● AUFGABEN
1. Erkläre in ein bis drei Sätzen, weshalb „Cosmopolis“ laut dem Text über David Cronenberg eher zu einer Prüfung als zu einer bissigen Satire wurde.
2. Schreibe die Fortsetzung des Textes über David Cronenberg, die auf seinen letzten Satz folgt.

● VORGEGEBENER TEXT
☆ ☆ ☆ ☆ ☆

Nicht umsonst zählt der Kanadier David Cronenberg zu einem der Könige des Horror-Genres. In den 80ern sorgte er mit Titeln wie „The Fly“ oder „Videodrome“ dafür, dass seine Zuschauer sich nach dem Kinobesuch in ihren Körpern um Einiges unwohler fühlten. In den darauf folgenden Dekaden verlagerte er seine Exzesse aus Ekel und Gewalt immer mehr vom menschlichen Körper in die Psyche, das beste Beispiel hierfür ist das brutale Märchen „A History of Violence“, das trotz weniger (aber durchaus effektiver) Gewaltspitzen durchgehend ein unbehagliches Gefühl erzeugte. Zuletzt schickte Cronenberg sich mit „Cosmopolis“ an, eine fundamentale Kritik an unserer profitorientierten Welt zu üben. Leider litt der nur schwer durchschaubare Film trotz durchaus nobler Intention an einer behäbigen Struktur und einem katastrophalen Mangel an Spaß, was ihn eher zu einer Prüfung als zu einer bissigen Satire machte.

☆ ☆ ☆ ☆ ☆

● VORLIEGENDE EINTRÄGE
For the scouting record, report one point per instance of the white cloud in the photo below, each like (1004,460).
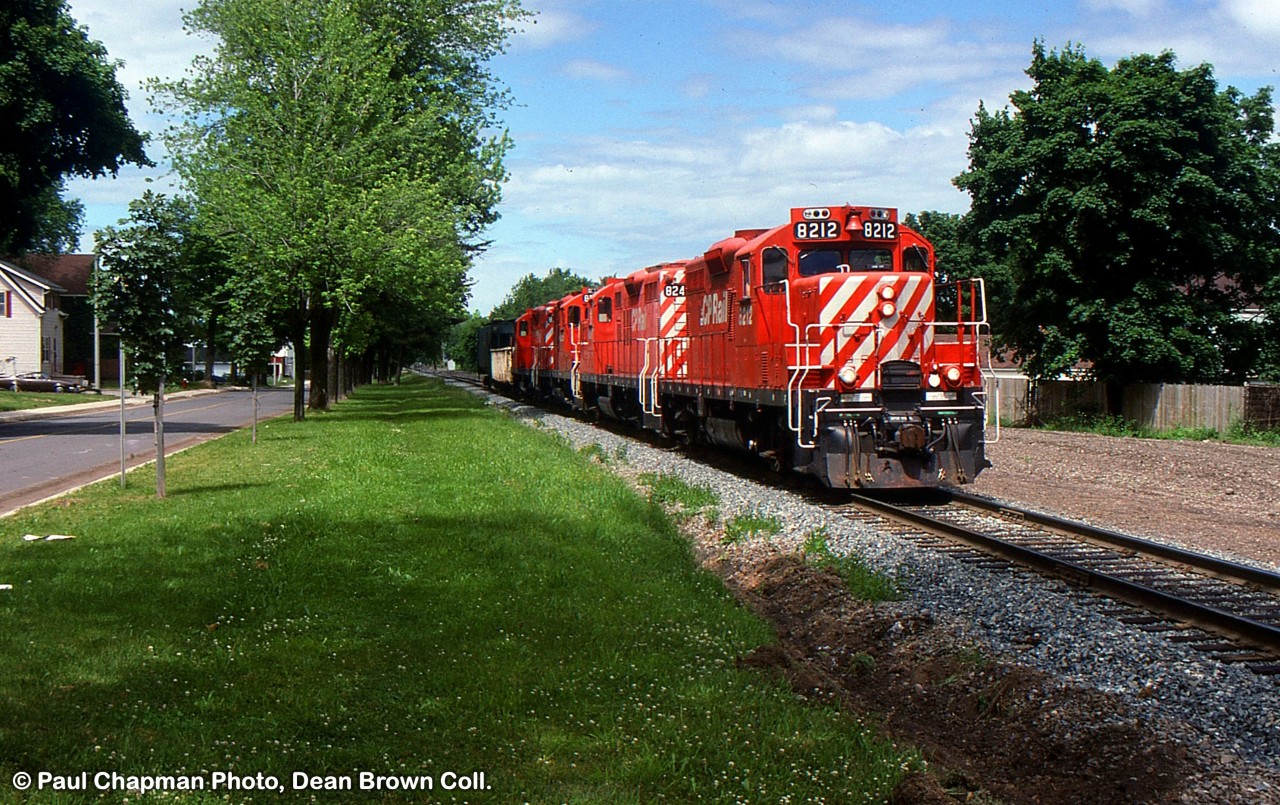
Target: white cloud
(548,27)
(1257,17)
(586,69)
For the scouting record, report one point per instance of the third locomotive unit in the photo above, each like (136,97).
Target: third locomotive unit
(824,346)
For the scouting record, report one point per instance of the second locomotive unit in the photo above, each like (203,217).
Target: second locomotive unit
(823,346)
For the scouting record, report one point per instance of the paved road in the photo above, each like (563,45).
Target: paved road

☆ ☆ ☆ ☆ ☆

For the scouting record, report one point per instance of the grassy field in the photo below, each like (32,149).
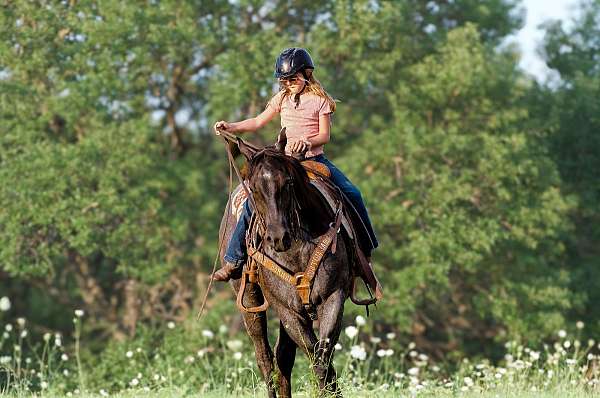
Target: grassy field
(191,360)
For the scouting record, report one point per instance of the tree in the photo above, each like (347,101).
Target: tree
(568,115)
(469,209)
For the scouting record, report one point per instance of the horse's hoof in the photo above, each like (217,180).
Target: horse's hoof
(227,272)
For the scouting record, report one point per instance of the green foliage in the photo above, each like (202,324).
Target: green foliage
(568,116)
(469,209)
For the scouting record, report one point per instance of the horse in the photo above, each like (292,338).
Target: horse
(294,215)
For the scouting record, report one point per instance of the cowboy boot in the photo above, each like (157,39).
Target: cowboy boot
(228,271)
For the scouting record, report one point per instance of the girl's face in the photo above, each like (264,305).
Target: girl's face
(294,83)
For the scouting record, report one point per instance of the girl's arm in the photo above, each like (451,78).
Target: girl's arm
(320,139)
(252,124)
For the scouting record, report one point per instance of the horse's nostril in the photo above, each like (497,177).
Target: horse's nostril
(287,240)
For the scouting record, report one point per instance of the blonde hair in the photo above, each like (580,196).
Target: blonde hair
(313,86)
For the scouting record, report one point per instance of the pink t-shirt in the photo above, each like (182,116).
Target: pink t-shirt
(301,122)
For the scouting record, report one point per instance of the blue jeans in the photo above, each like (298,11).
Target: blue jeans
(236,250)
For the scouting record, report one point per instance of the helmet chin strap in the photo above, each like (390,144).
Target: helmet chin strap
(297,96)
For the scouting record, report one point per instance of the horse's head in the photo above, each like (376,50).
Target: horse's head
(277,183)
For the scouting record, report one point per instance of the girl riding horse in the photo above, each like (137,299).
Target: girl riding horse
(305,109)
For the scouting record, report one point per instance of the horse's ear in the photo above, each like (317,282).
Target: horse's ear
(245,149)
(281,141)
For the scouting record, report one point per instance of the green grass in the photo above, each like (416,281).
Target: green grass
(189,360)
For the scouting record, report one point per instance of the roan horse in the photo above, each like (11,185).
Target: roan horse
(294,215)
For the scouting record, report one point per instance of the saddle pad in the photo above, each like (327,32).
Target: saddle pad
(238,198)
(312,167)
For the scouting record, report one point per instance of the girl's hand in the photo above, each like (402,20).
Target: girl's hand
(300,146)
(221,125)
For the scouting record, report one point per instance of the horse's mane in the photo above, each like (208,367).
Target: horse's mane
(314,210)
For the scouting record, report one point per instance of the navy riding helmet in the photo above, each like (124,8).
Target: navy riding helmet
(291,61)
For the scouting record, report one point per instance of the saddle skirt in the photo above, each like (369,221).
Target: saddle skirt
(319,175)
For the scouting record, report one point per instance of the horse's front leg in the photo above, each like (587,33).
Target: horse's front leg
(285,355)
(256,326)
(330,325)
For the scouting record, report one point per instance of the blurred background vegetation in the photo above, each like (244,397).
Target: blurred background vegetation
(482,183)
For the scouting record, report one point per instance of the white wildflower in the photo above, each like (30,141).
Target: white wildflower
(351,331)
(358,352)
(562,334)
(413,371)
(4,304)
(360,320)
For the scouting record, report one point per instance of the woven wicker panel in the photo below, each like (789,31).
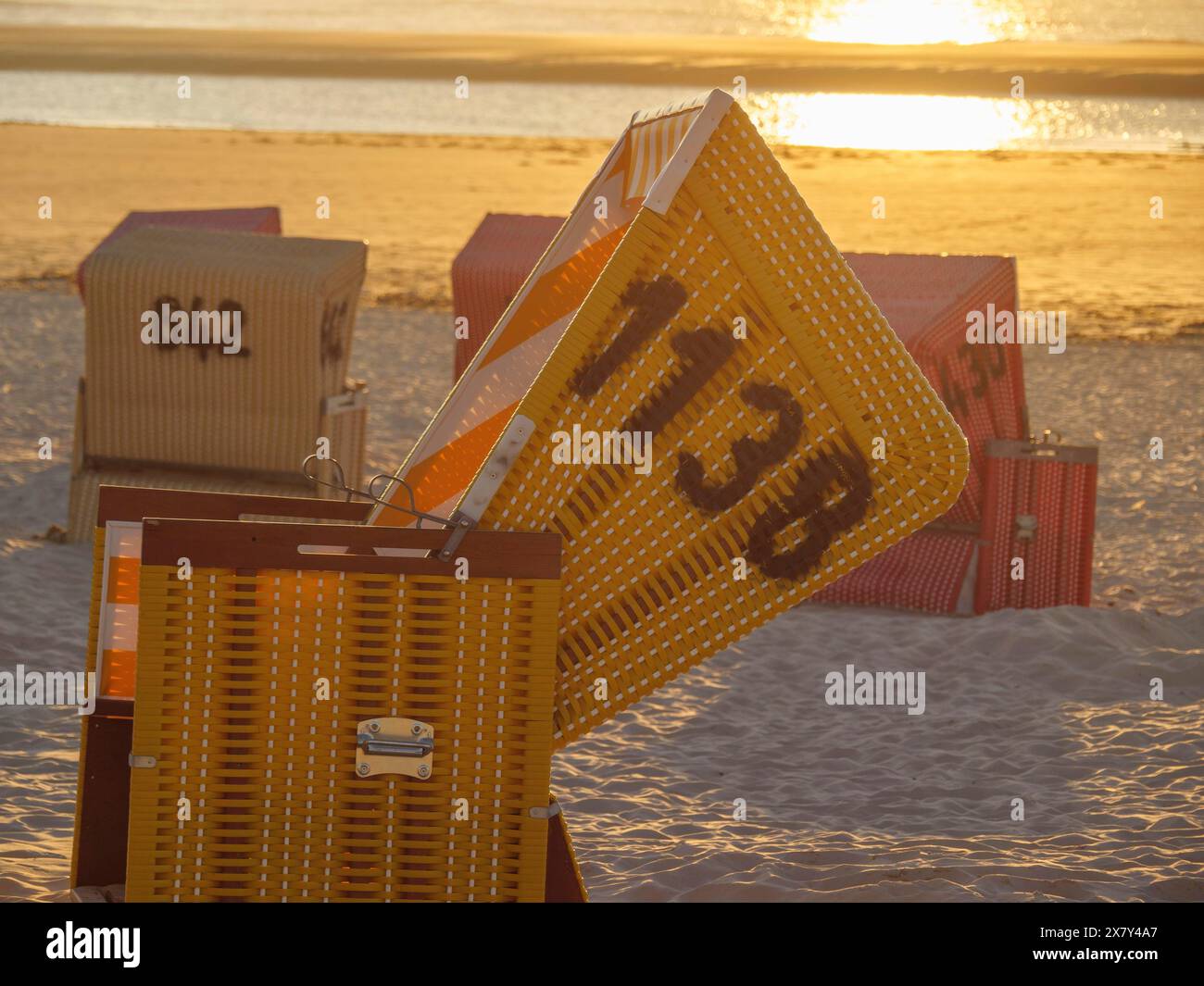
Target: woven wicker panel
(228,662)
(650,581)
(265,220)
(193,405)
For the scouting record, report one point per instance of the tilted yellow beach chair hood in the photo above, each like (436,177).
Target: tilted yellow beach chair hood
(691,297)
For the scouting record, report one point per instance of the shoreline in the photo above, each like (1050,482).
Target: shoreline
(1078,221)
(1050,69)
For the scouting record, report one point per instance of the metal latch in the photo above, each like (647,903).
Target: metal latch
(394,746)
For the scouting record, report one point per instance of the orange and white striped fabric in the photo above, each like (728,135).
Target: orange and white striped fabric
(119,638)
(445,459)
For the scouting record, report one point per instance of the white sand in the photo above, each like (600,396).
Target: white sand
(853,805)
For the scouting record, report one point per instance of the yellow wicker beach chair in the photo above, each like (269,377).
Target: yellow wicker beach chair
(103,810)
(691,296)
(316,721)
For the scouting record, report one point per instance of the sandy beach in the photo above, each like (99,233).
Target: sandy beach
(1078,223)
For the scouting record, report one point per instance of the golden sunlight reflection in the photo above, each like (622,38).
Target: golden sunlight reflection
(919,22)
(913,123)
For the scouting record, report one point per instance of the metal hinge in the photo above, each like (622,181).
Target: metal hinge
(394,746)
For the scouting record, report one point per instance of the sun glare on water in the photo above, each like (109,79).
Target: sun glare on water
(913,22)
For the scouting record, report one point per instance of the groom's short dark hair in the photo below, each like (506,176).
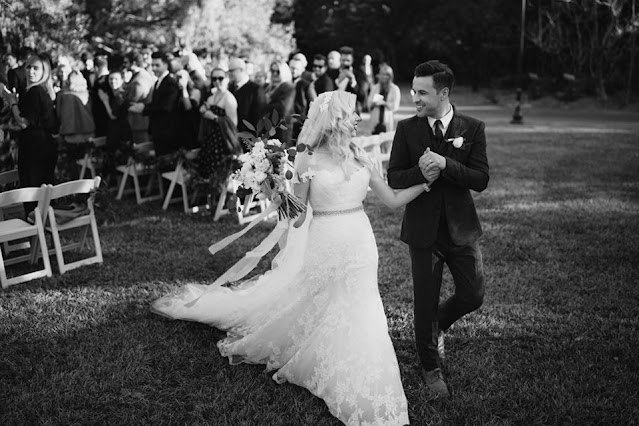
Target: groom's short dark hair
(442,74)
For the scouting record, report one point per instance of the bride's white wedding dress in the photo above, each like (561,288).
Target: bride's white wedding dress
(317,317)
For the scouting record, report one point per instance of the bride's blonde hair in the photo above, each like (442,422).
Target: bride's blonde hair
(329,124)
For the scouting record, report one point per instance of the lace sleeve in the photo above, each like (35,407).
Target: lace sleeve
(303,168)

☆ ☆ ☆ ☆ ☆

● ANTWORTEN DER REIHE
1. Der Film war nur schwer durchschaubar. Trotz seiner durchaus noblen Absicht litt er an einer behäbigen Struktur und einem katastrophalen Mangel an Spaß.

2.
In „Maps to the Stars“ nimmt David Cronenberg das soziale Phänomen der Berühmtheit ins Visier und beleuchtet es anhand eines wunderbar skurrilen Ensembles. Da wäre die geheimnisvolle Agatha (Mia Wasikowska), die in Hollywood Fuß fassen will und durch ihre seltsame Obsession mit der lokalen Prominenz auffällt. Jerome Fontana (Robert Pattinson) ist ein ambitionierter Drehbuchautor, der sich als Limousinen-Fahrer über Wasser hält. Auf der anderen Seite des Zauns stehen Schauspielerin Havana Segrand (Julianne Moore), die sich mit Händen und Füßen gegen die Überschreitung ihres Zenits und ihren kolossalen Mutterkomplex wehrt, und die Familie des Kinderstars Benjie Weiss (Evan Bird), der mit knackigen 13 Jahren frisch aus der Entzugsklinik gekommen ist. Cronenberg zeigt uns die alltäglichen Probleme der Promis und Möchtegerns, die sich ausschließlich in ihren eigenen Tümpeln aus Egomanie und Geltungssucht suhlen.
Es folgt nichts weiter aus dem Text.